Cheaper drugs for inflammatory bowel disease

Switching patients with inflammatory bowel disease (IBD) from originator to biosimilar infliximab is not only safe and effective, but could also result in significant savings to both patients and the Pharmaceutical Benefits Scheme.

This is according to research published online by the Medical Journal of Australia.

Infliximab and other agents are clinically effective for a range of chronic disease indications, including moderate to severe IBD.

They are, however, expensive, accounting for as much as 64 per cent of IBD-related health care costs, write the authors, led by Dr Craig Haifer, a gastroenterologist at St Vincent’s Hospital Sydney and the University of Sydney.

“During 2015–16, expenditure for biologic medications in Australia was estimated to total at least $2.3 billion, and cost reduction strategies are needed to ensure the sustainability of biologic therapies for Australian patients,” Haifer and colleagues wrote.

____________

■ Problem details: Return the passage of the article on cheaper IBD drugs starting with "Switching patients with" and going on through "Journal of Australia.", copied word for word. Rely only on the article on cheaper IBD drugs.

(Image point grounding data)
____________

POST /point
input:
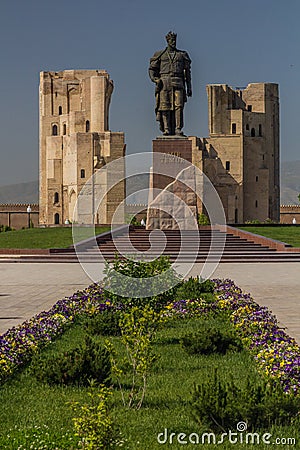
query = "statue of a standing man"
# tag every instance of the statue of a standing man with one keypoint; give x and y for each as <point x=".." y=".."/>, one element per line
<point x="170" y="69"/>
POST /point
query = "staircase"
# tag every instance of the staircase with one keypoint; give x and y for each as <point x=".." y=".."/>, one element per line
<point x="197" y="246"/>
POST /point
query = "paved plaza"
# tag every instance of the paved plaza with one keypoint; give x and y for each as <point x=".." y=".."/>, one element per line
<point x="29" y="288"/>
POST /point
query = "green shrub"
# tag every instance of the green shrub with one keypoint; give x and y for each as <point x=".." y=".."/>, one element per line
<point x="212" y="336"/>
<point x="149" y="282"/>
<point x="220" y="403"/>
<point x="195" y="288"/>
<point x="76" y="366"/>
<point x="105" y="324"/>
<point x="94" y="425"/>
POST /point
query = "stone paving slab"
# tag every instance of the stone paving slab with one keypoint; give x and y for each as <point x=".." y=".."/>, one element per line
<point x="29" y="288"/>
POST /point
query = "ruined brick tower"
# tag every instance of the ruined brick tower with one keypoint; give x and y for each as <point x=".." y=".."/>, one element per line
<point x="241" y="154"/>
<point x="75" y="141"/>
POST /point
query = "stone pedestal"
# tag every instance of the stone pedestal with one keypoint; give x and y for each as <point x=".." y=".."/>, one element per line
<point x="173" y="202"/>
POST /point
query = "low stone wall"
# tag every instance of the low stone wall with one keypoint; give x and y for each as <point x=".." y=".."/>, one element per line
<point x="288" y="213"/>
<point x="16" y="216"/>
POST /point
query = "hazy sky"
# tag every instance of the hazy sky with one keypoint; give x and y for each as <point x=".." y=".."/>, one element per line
<point x="233" y="42"/>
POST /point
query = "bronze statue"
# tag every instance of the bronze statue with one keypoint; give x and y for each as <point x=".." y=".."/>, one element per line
<point x="170" y="69"/>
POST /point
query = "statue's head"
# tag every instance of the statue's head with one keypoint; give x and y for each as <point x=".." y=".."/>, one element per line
<point x="171" y="39"/>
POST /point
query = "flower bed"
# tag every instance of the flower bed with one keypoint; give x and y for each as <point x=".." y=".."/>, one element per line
<point x="19" y="343"/>
<point x="277" y="355"/>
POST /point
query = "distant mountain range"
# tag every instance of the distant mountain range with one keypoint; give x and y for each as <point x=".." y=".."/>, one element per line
<point x="29" y="192"/>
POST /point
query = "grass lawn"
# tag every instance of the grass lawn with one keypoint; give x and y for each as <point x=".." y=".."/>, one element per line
<point x="289" y="235"/>
<point x="43" y="237"/>
<point x="33" y="412"/>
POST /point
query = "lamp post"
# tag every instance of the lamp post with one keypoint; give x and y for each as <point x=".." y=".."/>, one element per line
<point x="28" y="212"/>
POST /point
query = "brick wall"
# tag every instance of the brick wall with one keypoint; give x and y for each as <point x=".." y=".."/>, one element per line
<point x="16" y="216"/>
<point x="289" y="212"/>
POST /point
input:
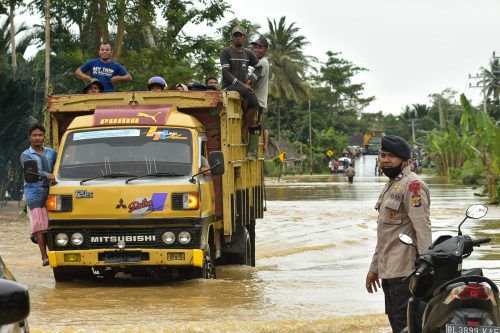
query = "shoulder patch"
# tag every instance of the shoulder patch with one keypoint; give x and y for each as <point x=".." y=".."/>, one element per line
<point x="414" y="188"/>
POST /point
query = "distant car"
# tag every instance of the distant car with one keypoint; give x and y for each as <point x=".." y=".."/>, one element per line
<point x="14" y="303"/>
<point x="344" y="162"/>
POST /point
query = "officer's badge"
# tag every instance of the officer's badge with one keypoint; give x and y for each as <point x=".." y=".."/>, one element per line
<point x="416" y="201"/>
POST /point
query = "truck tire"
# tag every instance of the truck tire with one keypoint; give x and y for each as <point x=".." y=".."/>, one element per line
<point x="246" y="255"/>
<point x="207" y="271"/>
<point x="67" y="274"/>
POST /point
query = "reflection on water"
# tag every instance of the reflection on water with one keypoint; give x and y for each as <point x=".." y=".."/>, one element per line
<point x="314" y="247"/>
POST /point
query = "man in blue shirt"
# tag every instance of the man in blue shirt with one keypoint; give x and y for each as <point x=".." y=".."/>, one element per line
<point x="104" y="69"/>
<point x="36" y="194"/>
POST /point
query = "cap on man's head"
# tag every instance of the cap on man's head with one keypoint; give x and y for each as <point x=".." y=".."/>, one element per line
<point x="91" y="82"/>
<point x="262" y="41"/>
<point x="239" y="29"/>
<point x="396" y="145"/>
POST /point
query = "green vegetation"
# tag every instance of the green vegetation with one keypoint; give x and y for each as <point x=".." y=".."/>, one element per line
<point x="150" y="39"/>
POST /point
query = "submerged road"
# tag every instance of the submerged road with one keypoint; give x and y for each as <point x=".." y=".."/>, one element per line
<point x="313" y="248"/>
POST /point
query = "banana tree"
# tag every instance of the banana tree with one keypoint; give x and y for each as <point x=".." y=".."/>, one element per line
<point x="483" y="132"/>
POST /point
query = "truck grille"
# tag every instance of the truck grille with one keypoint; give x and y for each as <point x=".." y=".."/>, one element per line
<point x="101" y="238"/>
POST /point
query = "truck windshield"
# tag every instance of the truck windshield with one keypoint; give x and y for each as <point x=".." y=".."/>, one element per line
<point x="134" y="151"/>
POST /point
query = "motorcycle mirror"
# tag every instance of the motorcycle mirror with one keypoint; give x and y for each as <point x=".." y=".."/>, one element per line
<point x="405" y="239"/>
<point x="476" y="211"/>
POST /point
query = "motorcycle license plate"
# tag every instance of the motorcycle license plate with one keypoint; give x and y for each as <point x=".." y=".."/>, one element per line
<point x="454" y="328"/>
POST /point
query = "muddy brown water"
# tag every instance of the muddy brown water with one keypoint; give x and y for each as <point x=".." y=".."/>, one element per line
<point x="313" y="249"/>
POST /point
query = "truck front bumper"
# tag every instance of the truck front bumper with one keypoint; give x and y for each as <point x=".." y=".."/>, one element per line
<point x="129" y="257"/>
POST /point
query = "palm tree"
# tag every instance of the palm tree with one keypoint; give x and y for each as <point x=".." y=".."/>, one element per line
<point x="491" y="82"/>
<point x="288" y="64"/>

____________

■ Result of this task:
Switching patients with inflammatory bowel disease (IBD) from originator to biosimilar infliximab is not only safe and effective, but could also result in significant savings to both patients and the Pharmaceutical Benefits Scheme.

This is according to research published online by the Medical Journal of Australia.